### LISTED ENTRIES:
## Begin

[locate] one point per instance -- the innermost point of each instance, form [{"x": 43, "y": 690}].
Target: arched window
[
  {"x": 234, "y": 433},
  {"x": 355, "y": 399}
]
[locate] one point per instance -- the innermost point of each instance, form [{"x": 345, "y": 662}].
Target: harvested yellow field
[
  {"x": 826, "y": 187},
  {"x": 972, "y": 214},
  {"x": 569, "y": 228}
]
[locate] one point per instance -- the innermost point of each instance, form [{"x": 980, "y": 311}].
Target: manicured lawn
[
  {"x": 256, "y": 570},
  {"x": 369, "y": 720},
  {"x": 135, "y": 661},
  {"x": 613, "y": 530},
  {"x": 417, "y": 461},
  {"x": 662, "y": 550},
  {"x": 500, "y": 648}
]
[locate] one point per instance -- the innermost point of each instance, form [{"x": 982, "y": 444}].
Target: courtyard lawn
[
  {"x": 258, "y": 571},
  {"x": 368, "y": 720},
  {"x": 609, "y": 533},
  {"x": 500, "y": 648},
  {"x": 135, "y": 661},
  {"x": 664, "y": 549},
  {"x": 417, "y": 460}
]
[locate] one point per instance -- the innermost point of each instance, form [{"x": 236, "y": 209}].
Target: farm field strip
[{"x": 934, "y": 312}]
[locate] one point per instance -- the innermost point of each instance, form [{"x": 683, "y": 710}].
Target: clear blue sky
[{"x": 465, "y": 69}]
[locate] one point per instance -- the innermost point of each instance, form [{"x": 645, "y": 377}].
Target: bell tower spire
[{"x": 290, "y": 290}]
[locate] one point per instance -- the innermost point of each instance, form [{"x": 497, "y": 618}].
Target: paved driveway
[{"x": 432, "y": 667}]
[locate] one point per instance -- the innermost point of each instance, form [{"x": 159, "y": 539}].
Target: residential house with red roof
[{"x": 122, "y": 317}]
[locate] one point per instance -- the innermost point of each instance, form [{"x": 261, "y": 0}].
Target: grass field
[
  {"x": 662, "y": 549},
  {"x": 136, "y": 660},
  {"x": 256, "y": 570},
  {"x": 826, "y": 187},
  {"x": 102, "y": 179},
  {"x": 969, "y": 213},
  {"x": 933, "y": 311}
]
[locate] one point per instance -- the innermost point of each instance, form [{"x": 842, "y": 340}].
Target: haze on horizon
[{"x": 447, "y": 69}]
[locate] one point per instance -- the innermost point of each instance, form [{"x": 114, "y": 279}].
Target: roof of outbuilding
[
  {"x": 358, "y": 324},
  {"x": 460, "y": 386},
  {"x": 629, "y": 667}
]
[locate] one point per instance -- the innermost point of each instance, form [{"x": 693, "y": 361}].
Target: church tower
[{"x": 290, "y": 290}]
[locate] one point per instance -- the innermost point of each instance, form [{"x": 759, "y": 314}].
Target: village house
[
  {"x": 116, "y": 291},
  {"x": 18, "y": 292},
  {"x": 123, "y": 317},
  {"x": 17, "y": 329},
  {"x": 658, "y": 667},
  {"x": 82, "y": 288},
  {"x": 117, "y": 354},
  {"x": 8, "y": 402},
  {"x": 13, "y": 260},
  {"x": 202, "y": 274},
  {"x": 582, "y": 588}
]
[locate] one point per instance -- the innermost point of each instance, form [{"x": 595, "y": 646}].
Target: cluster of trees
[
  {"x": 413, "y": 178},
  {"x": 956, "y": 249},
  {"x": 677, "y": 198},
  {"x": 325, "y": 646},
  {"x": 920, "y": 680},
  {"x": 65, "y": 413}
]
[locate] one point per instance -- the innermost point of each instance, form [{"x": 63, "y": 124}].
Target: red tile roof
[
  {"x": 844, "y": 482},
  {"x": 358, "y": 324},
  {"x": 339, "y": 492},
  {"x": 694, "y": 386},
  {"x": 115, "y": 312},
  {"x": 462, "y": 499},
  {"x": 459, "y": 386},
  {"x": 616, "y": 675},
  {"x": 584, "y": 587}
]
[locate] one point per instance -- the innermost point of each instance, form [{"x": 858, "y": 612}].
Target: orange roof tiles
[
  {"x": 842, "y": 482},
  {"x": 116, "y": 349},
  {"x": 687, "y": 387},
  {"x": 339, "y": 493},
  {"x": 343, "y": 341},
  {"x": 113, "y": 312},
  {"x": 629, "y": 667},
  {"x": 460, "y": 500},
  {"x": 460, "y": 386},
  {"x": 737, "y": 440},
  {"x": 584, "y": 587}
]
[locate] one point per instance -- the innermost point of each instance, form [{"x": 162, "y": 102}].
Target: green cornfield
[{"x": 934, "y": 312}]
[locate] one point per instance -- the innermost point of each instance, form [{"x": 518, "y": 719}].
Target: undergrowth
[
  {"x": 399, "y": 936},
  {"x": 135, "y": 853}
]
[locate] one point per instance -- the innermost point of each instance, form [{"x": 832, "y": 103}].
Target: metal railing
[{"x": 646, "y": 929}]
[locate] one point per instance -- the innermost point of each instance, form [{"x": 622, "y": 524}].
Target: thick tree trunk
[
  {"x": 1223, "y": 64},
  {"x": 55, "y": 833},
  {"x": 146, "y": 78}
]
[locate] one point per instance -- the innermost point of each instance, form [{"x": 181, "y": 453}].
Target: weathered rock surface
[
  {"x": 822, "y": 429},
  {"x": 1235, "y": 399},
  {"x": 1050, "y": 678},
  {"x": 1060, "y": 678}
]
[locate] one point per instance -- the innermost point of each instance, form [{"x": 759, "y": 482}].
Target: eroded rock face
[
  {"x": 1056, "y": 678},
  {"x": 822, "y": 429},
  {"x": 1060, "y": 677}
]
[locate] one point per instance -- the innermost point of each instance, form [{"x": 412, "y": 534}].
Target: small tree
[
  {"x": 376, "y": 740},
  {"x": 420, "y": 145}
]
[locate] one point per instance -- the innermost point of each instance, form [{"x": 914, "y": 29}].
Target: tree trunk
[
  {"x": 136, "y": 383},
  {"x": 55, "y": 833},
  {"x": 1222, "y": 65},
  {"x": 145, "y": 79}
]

## End

### REQUEST:
Retype the records that precede this task, keeping them exactly the same.

### RESULT:
[locate] one point per instance -- the innermost point of each instance, form [{"x": 43, "y": 690}].
Target: arched window
[
  {"x": 234, "y": 433},
  {"x": 355, "y": 399}
]
[locate] one point per instance -- the innermost point of each instance, form [{"x": 345, "y": 662}].
Target: harvested yellow field
[
  {"x": 826, "y": 187},
  {"x": 972, "y": 214},
  {"x": 569, "y": 228}
]
[locate] one point per instance -- the innermost point of each instance, form [{"x": 980, "y": 311}].
Target: manicured lawn
[
  {"x": 256, "y": 570},
  {"x": 369, "y": 720},
  {"x": 135, "y": 661},
  {"x": 613, "y": 530},
  {"x": 417, "y": 461},
  {"x": 662, "y": 550},
  {"x": 500, "y": 648}
]
[locate] one point per instance -- the innermost point of each instance, form [{"x": 982, "y": 444}].
Target: courtyard lawn
[
  {"x": 258, "y": 571},
  {"x": 368, "y": 720},
  {"x": 609, "y": 533},
  {"x": 500, "y": 648},
  {"x": 135, "y": 661},
  {"x": 664, "y": 549},
  {"x": 417, "y": 460}
]
[locate] one point per instance -- the innermost point of each instance, form [{"x": 236, "y": 209}].
Target: farm field strip
[{"x": 934, "y": 312}]
[locate] one point per instance -- the innermost point of each instance, form [{"x": 683, "y": 710}].
Target: clear blue sky
[{"x": 465, "y": 69}]
[locate] one point per instance -- the innermost point of each instance, form [{"x": 645, "y": 377}].
Target: bell tower spire
[{"x": 290, "y": 290}]
[locate] one point per instance -- the innermost point of each instance, form [{"x": 497, "y": 618}].
Target: paved driveway
[{"x": 432, "y": 667}]
[locate] one point per instance -- the innermost point of each instance, form [{"x": 159, "y": 539}].
Target: residential house with red roof
[{"x": 122, "y": 317}]
[locate] one point per instance -- the innermost point of each instance, form [{"x": 261, "y": 0}].
Target: grass field
[
  {"x": 662, "y": 549},
  {"x": 136, "y": 660},
  {"x": 256, "y": 570},
  {"x": 826, "y": 187},
  {"x": 102, "y": 179},
  {"x": 969, "y": 213},
  {"x": 933, "y": 311}
]
[locate] one point per instance -- the innermost point of each instance, form [{"x": 842, "y": 340}].
Target: haze on horizon
[{"x": 447, "y": 69}]
[locate] one point per instance -- the innermost point of each instance, form [{"x": 114, "y": 279}].
Target: roof of outbuilding
[
  {"x": 358, "y": 324},
  {"x": 460, "y": 386},
  {"x": 629, "y": 667}
]
[locate] one point per instance -- the innermost point of each instance, form [{"x": 693, "y": 361}].
Target: church tower
[{"x": 290, "y": 290}]
[locate] one point per instance -- the innermost point of each instance, form [{"x": 759, "y": 314}].
Target: village house
[
  {"x": 116, "y": 291},
  {"x": 18, "y": 292},
  {"x": 123, "y": 317},
  {"x": 17, "y": 329},
  {"x": 658, "y": 667},
  {"x": 82, "y": 288},
  {"x": 117, "y": 354},
  {"x": 8, "y": 402},
  {"x": 13, "y": 260},
  {"x": 202, "y": 274},
  {"x": 582, "y": 588}
]
[locate] one point per instance -- the innermost point of each instance, form [{"x": 595, "y": 646}].
Target: cluster of trees
[
  {"x": 413, "y": 178},
  {"x": 956, "y": 249},
  {"x": 677, "y": 198},
  {"x": 325, "y": 646},
  {"x": 920, "y": 680},
  {"x": 65, "y": 413}
]
[locate] one point per instance -- the innermost point of each instance, form [{"x": 63, "y": 124}].
Target: red tile roof
[
  {"x": 844, "y": 482},
  {"x": 358, "y": 324},
  {"x": 339, "y": 492},
  {"x": 694, "y": 386},
  {"x": 115, "y": 312},
  {"x": 462, "y": 499},
  {"x": 459, "y": 386},
  {"x": 616, "y": 675},
  {"x": 584, "y": 587}
]
[locate] one point per instance -- the innermost point of each instance, form [{"x": 858, "y": 612}].
Target: orange roof tiles
[
  {"x": 842, "y": 482},
  {"x": 116, "y": 349},
  {"x": 687, "y": 387},
  {"x": 339, "y": 493},
  {"x": 343, "y": 341},
  {"x": 113, "y": 312},
  {"x": 629, "y": 667},
  {"x": 460, "y": 500},
  {"x": 460, "y": 386},
  {"x": 737, "y": 440},
  {"x": 584, "y": 587}
]
[locate] one point per instance -- the innermost point of each instance, form [{"x": 162, "y": 102}].
Target: green cornfield
[{"x": 934, "y": 312}]
[locate] one point per instance -- the innermost point of each instance, form [{"x": 518, "y": 719}].
Target: undergrowth
[
  {"x": 399, "y": 936},
  {"x": 135, "y": 853}
]
[locate] one point per instance -- the innermost point of each instance, form [{"x": 832, "y": 103}].
Target: metal railing
[{"x": 646, "y": 929}]
[locate] one point per instance -- the innermost point of each instance, form [{"x": 622, "y": 524}].
Target: thick tree trunk
[
  {"x": 1223, "y": 64},
  {"x": 55, "y": 833},
  {"x": 146, "y": 78}
]
[locate] one point per instance -- the innermost point of each instance, form [{"x": 181, "y": 453}].
Target: weathered rock surface
[
  {"x": 822, "y": 429},
  {"x": 1235, "y": 399},
  {"x": 1050, "y": 678},
  {"x": 1060, "y": 678}
]
[locate] one point per instance -- the innermost point of each instance, form [{"x": 759, "y": 482}].
Target: eroded rock face
[
  {"x": 1056, "y": 678},
  {"x": 822, "y": 429},
  {"x": 1060, "y": 677}
]
[locate] one point per instance -- the innermost point of each instance, form [{"x": 412, "y": 534}].
Target: small tree
[
  {"x": 376, "y": 740},
  {"x": 420, "y": 145}
]
[locate] one point per instance -- the innermost point of each instance, form [{"x": 914, "y": 29}].
Target: tree trunk
[
  {"x": 136, "y": 383},
  {"x": 55, "y": 833},
  {"x": 1222, "y": 65},
  {"x": 145, "y": 79}
]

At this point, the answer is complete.